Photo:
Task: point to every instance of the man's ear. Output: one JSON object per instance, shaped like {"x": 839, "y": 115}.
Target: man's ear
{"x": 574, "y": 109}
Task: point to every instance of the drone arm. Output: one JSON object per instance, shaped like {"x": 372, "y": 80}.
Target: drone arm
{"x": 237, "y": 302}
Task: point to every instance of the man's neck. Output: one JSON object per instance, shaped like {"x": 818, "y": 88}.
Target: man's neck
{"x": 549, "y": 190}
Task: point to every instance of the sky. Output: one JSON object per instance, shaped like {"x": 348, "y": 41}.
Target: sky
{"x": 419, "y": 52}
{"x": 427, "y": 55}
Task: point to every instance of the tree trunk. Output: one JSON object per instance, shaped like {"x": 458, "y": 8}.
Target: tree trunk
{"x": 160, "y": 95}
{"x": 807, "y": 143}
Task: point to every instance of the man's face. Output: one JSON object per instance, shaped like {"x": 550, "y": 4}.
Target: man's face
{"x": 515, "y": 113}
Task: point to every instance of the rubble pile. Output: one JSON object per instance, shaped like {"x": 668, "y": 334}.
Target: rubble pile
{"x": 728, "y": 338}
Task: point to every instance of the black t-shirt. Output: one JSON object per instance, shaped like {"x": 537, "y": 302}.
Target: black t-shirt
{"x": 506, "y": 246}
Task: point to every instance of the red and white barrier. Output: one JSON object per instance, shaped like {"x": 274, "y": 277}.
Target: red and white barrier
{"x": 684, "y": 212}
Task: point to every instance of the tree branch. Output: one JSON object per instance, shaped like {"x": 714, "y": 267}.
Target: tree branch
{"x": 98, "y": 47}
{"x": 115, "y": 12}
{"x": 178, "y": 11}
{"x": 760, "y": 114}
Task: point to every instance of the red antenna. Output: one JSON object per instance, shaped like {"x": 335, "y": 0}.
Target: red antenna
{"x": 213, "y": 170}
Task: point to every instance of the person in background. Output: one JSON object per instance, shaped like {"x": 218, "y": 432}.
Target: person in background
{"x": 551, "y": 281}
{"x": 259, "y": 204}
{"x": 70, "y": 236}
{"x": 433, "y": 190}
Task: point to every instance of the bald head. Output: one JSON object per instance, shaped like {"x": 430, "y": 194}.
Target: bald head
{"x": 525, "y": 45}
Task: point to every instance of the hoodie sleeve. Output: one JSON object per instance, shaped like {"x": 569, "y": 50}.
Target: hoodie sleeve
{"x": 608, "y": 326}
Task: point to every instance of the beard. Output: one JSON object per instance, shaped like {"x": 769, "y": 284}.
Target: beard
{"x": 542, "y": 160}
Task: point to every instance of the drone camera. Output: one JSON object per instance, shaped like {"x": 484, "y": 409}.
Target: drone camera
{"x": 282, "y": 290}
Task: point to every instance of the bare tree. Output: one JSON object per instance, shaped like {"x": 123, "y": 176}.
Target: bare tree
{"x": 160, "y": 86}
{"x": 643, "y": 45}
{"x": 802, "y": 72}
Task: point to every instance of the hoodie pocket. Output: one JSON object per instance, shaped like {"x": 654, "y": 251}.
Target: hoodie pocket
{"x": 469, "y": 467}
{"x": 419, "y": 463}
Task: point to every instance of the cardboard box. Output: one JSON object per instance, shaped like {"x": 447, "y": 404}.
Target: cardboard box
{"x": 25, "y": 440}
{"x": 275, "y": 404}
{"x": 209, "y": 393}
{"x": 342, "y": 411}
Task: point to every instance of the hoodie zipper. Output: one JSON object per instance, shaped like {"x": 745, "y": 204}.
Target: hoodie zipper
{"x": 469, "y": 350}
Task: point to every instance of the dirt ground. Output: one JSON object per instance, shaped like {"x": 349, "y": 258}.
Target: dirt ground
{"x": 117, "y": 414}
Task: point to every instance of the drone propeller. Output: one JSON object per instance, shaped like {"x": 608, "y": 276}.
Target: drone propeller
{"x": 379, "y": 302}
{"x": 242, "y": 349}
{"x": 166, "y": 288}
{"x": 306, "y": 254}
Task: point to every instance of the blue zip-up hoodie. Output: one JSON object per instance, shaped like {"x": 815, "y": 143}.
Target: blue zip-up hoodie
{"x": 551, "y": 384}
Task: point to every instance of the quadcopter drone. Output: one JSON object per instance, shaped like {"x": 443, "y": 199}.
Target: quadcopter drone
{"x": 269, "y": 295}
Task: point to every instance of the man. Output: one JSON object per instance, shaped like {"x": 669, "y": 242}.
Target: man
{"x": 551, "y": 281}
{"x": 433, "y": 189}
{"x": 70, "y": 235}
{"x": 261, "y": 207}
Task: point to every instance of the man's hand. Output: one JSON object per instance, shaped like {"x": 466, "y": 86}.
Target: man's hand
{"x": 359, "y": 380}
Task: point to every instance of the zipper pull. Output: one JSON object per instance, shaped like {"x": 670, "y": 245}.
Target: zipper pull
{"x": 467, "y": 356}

→ **Written request**
Reproduce word for word the stretch of the listing from the line containing "Task: point to every instance of the man's hand." through the end of the listing, including both of those ends.

→ **Task answer**
Task: point to every instance of the man's hand. Output: one JSON object per instance, shaped like {"x": 466, "y": 86}.
Target: man's hand
{"x": 359, "y": 380}
Task: point to every instance of the zipper pull. Output: one JSON object per instance, shaped like {"x": 670, "y": 245}.
Target: zipper pull
{"x": 467, "y": 356}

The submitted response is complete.